• **TASK BRIEF**
Copy exactly the last part of the entries, starting from the line with "Expected output: a single point for each instance of the raised" and including the final line.

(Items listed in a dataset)

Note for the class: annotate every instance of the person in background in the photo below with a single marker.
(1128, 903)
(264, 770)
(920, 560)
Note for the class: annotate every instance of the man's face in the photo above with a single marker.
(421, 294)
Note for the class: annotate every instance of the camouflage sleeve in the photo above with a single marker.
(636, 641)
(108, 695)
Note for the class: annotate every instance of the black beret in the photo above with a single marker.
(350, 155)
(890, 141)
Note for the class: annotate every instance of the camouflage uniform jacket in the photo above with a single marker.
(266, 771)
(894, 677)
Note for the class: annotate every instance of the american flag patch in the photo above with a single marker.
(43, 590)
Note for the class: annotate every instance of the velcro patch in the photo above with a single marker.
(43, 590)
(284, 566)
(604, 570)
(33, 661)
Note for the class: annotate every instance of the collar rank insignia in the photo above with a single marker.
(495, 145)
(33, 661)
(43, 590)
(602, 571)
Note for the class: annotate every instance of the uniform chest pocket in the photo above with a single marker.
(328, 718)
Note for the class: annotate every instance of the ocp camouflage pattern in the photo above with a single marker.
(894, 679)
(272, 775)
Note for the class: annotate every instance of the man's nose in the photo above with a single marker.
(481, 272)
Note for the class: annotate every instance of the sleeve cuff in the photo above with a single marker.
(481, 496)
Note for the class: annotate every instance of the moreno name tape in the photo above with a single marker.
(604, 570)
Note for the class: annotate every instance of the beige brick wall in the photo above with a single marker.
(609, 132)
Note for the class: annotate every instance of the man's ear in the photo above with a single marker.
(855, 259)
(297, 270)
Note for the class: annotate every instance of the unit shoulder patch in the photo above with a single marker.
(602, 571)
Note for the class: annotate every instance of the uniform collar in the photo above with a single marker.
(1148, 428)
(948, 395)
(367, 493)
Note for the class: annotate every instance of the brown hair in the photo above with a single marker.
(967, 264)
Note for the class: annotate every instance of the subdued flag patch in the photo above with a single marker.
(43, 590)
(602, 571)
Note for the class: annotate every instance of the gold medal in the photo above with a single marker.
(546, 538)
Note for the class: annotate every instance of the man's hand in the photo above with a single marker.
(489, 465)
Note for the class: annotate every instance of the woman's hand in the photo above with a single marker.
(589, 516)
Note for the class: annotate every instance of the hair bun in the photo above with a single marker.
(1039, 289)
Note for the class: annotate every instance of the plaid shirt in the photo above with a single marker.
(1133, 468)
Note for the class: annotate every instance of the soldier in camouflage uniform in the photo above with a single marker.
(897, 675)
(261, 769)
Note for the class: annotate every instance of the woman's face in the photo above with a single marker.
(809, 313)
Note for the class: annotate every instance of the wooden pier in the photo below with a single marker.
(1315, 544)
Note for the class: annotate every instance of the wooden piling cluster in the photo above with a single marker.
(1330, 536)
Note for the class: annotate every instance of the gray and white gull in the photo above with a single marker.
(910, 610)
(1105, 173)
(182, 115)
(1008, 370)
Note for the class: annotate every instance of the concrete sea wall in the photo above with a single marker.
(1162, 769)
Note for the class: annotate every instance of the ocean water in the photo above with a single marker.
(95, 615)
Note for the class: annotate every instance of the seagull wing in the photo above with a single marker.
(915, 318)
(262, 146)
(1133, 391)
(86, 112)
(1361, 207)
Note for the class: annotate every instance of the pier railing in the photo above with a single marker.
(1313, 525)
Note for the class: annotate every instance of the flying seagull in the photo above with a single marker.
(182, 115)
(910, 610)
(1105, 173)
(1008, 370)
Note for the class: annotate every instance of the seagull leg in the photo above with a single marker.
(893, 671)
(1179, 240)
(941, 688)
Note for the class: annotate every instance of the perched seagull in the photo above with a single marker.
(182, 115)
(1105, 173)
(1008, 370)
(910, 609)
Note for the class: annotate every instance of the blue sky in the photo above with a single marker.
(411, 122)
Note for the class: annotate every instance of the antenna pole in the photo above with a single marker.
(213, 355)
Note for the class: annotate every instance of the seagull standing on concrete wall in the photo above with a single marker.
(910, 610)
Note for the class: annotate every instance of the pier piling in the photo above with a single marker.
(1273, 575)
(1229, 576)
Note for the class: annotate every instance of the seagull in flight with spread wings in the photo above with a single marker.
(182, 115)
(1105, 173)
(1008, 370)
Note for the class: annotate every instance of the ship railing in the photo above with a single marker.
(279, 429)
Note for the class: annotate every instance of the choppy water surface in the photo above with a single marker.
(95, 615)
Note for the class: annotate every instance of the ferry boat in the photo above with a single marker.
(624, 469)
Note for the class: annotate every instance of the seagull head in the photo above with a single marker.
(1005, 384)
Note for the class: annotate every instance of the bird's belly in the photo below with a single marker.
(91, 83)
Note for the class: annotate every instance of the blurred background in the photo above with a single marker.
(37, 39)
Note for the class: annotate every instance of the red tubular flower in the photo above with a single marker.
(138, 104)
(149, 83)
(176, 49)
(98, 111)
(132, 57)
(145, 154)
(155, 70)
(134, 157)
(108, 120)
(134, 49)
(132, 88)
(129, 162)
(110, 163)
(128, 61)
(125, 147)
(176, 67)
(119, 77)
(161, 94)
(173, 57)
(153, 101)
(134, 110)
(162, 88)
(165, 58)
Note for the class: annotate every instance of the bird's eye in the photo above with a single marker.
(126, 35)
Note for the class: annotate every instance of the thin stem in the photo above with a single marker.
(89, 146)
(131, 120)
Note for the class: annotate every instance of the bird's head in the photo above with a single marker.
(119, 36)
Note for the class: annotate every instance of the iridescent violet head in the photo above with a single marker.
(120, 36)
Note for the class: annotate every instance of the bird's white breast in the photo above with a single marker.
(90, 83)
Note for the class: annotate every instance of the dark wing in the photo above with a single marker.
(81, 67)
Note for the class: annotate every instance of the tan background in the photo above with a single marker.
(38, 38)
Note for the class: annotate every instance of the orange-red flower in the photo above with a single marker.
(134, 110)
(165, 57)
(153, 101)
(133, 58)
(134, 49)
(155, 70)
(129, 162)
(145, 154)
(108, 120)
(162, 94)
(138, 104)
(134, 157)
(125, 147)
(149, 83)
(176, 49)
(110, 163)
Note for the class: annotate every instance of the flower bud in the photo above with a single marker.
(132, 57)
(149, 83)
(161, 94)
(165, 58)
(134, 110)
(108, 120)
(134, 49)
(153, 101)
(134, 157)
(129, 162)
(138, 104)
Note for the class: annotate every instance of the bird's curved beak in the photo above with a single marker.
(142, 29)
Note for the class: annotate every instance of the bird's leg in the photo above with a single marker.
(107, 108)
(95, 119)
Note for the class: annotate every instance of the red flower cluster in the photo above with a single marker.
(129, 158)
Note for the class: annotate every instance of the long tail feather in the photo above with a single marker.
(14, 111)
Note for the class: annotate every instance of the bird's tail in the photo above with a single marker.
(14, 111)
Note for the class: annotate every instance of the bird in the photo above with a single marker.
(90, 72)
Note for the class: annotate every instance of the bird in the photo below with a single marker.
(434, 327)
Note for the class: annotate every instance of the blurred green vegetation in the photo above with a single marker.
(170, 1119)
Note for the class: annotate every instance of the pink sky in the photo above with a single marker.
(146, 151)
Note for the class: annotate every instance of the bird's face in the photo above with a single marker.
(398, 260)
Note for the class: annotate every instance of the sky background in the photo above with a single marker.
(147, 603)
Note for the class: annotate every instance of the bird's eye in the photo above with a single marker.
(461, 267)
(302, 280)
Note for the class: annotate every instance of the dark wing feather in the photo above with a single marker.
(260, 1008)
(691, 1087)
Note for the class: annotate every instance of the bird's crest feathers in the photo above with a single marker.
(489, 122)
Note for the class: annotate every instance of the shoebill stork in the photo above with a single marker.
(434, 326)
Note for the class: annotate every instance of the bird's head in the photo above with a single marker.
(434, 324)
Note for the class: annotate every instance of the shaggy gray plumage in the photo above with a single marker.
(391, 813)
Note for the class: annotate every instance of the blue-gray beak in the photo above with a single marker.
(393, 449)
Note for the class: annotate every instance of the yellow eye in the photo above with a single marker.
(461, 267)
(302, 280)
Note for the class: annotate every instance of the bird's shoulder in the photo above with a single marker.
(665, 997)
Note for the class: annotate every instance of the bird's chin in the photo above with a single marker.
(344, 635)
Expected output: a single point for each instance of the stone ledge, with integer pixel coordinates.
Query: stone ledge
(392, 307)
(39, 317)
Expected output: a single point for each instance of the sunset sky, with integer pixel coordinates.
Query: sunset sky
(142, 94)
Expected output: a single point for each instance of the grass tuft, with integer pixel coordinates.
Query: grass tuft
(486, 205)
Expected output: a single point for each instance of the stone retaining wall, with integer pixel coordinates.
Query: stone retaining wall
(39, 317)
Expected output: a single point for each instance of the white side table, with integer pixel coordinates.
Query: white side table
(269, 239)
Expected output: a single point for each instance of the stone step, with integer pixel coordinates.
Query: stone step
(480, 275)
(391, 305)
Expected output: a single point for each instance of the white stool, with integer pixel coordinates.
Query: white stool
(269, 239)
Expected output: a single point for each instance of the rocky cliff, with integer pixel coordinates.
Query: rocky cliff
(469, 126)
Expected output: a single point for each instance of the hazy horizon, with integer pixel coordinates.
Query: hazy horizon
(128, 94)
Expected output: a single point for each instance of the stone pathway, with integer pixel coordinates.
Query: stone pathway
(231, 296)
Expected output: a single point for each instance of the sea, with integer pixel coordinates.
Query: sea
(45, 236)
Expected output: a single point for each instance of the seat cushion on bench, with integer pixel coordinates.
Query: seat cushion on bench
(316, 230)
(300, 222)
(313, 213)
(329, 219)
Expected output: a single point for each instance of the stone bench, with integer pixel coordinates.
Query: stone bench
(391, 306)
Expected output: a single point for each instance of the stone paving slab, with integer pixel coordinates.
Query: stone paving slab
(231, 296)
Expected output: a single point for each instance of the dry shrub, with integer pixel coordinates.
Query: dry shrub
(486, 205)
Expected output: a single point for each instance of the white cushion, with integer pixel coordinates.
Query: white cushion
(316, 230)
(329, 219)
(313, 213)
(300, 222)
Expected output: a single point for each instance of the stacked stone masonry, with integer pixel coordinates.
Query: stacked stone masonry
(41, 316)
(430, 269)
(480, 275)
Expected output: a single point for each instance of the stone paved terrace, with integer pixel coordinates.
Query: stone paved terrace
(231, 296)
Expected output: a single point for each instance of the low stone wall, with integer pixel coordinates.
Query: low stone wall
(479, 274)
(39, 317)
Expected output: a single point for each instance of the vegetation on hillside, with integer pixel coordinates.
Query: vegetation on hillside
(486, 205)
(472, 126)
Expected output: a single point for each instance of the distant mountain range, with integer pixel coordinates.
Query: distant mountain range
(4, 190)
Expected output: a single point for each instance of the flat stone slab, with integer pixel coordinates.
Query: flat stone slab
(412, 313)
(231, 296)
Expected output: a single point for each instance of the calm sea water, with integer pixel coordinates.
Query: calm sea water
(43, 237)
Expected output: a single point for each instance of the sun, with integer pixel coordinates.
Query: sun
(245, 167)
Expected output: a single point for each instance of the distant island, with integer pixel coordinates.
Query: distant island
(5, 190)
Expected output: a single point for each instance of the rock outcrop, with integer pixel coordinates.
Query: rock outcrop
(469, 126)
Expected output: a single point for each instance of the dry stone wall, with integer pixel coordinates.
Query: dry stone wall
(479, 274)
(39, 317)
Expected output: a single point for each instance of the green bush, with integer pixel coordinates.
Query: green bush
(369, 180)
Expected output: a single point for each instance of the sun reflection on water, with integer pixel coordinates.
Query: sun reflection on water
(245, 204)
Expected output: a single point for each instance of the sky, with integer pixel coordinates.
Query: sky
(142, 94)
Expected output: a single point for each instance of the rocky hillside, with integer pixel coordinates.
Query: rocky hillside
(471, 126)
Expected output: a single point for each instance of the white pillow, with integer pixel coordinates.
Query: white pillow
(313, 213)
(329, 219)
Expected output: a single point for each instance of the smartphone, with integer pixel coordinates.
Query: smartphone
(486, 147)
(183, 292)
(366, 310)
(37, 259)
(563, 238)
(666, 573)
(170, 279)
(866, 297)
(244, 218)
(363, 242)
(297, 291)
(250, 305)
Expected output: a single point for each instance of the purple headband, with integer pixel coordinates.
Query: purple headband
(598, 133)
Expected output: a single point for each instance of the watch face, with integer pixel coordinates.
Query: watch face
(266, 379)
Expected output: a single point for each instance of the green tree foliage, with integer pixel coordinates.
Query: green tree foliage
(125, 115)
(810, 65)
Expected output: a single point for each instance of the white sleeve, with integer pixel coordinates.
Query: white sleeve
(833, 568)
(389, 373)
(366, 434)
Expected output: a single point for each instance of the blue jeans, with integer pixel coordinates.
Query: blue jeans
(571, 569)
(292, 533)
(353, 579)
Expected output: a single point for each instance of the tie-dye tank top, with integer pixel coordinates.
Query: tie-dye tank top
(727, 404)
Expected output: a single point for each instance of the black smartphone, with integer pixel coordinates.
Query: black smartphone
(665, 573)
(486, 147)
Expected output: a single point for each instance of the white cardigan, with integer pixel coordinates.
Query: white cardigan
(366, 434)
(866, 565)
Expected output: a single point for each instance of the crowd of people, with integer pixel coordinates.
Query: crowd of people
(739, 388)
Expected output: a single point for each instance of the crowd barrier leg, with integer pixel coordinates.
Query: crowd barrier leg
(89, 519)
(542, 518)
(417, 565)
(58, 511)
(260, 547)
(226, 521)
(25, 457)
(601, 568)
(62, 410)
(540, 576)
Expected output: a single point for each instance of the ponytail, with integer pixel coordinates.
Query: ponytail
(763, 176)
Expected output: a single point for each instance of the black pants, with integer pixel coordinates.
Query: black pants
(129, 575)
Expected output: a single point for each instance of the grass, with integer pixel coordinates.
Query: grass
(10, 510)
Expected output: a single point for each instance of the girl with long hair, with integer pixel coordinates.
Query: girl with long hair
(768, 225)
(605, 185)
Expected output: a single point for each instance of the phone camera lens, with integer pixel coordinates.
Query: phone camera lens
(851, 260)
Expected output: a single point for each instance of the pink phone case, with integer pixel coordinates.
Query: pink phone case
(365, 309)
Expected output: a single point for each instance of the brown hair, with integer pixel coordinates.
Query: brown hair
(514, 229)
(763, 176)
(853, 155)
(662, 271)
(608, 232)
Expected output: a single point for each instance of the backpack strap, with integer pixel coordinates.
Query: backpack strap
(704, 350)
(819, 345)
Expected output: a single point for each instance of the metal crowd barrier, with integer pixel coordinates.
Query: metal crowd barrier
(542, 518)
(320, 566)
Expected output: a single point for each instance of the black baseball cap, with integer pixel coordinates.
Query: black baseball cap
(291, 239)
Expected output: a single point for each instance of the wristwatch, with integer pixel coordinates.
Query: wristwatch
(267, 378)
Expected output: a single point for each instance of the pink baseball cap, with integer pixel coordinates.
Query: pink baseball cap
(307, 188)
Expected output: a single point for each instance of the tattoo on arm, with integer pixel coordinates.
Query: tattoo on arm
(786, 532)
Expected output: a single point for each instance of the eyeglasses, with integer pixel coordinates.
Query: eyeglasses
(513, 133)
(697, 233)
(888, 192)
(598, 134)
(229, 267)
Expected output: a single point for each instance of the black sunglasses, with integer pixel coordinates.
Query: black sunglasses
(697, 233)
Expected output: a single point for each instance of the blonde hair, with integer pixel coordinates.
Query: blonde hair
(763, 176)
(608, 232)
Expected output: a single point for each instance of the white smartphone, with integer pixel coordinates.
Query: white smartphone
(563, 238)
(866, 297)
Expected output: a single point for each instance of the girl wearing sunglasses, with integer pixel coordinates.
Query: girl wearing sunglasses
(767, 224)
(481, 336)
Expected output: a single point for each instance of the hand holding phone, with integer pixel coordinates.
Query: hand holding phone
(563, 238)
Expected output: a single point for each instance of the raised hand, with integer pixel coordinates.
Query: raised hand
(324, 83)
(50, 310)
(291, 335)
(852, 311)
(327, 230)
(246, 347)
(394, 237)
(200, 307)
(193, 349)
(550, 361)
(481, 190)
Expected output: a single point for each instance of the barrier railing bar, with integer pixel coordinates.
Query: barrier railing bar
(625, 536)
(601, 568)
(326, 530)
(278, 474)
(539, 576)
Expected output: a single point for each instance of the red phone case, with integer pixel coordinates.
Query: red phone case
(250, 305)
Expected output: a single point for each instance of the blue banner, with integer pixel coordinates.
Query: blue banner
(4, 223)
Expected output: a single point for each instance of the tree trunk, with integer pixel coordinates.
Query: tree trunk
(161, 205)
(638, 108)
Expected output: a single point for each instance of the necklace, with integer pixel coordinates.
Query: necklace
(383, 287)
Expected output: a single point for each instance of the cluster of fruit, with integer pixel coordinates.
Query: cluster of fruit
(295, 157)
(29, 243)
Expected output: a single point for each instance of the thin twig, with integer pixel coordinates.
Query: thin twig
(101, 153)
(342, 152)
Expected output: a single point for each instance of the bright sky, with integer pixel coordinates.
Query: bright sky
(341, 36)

• **RESULT**
Expected output: a single point for each instance of the raised hand, with integer pixel coordinates.
Query: raised hand
(324, 83)
(50, 310)
(291, 335)
(852, 311)
(327, 230)
(246, 347)
(394, 237)
(200, 307)
(193, 349)
(550, 361)
(481, 190)
Expected output: a single point for each instance of the barrier railing bar, with integer pixel coordinates.
Query: barrier railing bar
(625, 536)
(601, 568)
(326, 530)
(278, 474)
(539, 576)
Expected output: a single point for each instance of the red phone case, with integer pixel coordinates.
Query: red phone case
(250, 305)
Expected output: a single point for each instance of the blue banner, with integer pixel coordinates.
Query: blue banner
(4, 223)
Expected output: a single point for each instance of the tree trunk, with integer pixel coordinates.
Query: tree trunk
(161, 205)
(638, 108)
Expected output: a single point for each instance of the necklace, with integer pixel coordinates.
Query: necklace
(383, 287)
Expected output: a single point for each instance of the cluster of fruit, with integer pixel coordinates.
Query: cluster of fruit
(295, 157)
(29, 243)
Expected output: a single point for each instance of the thin twig, with integer pixel coordinates.
Query: thin twig
(101, 153)
(342, 152)
Expected output: a single point for each instance of the bright sky, with integer pixel coordinates.
Query: bright sky
(341, 36)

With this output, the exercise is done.